## Data excerpts

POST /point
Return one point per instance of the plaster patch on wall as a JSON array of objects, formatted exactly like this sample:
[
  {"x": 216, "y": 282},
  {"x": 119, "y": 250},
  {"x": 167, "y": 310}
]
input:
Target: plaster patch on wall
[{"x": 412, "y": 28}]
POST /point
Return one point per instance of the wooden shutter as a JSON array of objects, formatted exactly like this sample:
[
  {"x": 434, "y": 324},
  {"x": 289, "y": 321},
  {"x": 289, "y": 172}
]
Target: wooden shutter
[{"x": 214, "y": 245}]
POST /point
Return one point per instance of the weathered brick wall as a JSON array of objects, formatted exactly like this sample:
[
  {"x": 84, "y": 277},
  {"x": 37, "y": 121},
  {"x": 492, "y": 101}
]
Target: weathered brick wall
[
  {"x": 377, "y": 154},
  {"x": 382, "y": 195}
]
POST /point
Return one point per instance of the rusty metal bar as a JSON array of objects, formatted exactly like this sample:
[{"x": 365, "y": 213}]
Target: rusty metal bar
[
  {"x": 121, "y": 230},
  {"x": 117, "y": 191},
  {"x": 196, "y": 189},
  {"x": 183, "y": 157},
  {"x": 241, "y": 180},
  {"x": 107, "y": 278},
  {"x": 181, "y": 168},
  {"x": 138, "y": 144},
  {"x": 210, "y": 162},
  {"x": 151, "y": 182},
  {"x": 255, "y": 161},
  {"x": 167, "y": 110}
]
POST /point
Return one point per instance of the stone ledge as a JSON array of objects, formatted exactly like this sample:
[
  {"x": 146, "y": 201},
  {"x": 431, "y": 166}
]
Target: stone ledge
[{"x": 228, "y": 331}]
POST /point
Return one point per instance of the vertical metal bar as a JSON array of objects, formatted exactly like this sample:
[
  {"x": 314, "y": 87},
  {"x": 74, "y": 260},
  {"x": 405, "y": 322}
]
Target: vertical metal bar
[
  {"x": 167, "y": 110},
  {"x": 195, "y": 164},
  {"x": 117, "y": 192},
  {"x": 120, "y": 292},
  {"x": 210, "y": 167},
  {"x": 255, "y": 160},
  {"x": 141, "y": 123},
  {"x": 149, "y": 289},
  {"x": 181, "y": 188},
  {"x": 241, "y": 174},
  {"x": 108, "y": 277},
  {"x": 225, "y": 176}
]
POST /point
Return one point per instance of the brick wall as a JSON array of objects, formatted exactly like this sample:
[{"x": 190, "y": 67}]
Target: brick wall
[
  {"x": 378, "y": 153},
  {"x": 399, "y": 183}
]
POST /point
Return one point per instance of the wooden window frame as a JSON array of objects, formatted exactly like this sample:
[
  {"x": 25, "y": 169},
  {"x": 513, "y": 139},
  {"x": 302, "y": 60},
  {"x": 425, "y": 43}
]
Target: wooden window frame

## Written task
Nothing should be changed: write out all of the data as is.

## Output for this exercise
POST /point
Return one point per instance of the plaster patch on wall as a JSON array of objects, formatted exactly like this sample:
[
  {"x": 216, "y": 282},
  {"x": 119, "y": 250},
  {"x": 167, "y": 310}
]
input:
Target: plaster patch on wall
[{"x": 412, "y": 28}]
POST /point
Return one point per instance of the wooden shutter as a JSON array of objects, formatted exactly like this sample:
[
  {"x": 434, "y": 324},
  {"x": 289, "y": 321},
  {"x": 289, "y": 172}
]
Target: wooden shutter
[{"x": 214, "y": 245}]
POST /point
Return one point per instance of the weathered brick wall as a JSON array of objects, formatted exactly like this sample:
[
  {"x": 84, "y": 277},
  {"x": 37, "y": 121},
  {"x": 492, "y": 101}
]
Target: weathered brick wall
[
  {"x": 377, "y": 154},
  {"x": 382, "y": 195}
]
POST /point
Return one point per instance of the rusty metal bar as a JSON array of objects, formatted exactly like this sample:
[{"x": 365, "y": 213}]
Target: rusty metal bar
[
  {"x": 121, "y": 230},
  {"x": 117, "y": 191},
  {"x": 196, "y": 189},
  {"x": 183, "y": 157},
  {"x": 241, "y": 180},
  {"x": 107, "y": 278},
  {"x": 181, "y": 168},
  {"x": 138, "y": 144},
  {"x": 210, "y": 162},
  {"x": 151, "y": 182},
  {"x": 255, "y": 161},
  {"x": 167, "y": 110}
]
POST /point
Return one point per instance of the stone ledge as a JSON array of objects, formatted exactly like this sample:
[
  {"x": 146, "y": 201},
  {"x": 431, "y": 166}
]
Target: stone ledge
[{"x": 228, "y": 331}]
POST /point
Return one point per instance of the vertical metal bar as a JSON array of objects, formatted exactly like this sample:
[
  {"x": 314, "y": 87},
  {"x": 74, "y": 260},
  {"x": 405, "y": 322}
]
Target: vertical metal bar
[
  {"x": 167, "y": 110},
  {"x": 195, "y": 164},
  {"x": 117, "y": 192},
  {"x": 120, "y": 292},
  {"x": 210, "y": 167},
  {"x": 255, "y": 160},
  {"x": 141, "y": 123},
  {"x": 149, "y": 289},
  {"x": 181, "y": 188},
  {"x": 241, "y": 174},
  {"x": 108, "y": 277},
  {"x": 225, "y": 176}
]
POST /point
Return one point per instance of the brick wall as a JSON array of objects, formatted exactly like this sample:
[{"x": 190, "y": 67}]
Target: brick wall
[
  {"x": 378, "y": 153},
  {"x": 399, "y": 183}
]
POST /point
Return one point per instance of the wooden window frame as a JSON array of objects, formatted exactly like this sample:
[
  {"x": 25, "y": 169},
  {"x": 513, "y": 139},
  {"x": 302, "y": 60},
  {"x": 425, "y": 43}
]
Target: wooden window frame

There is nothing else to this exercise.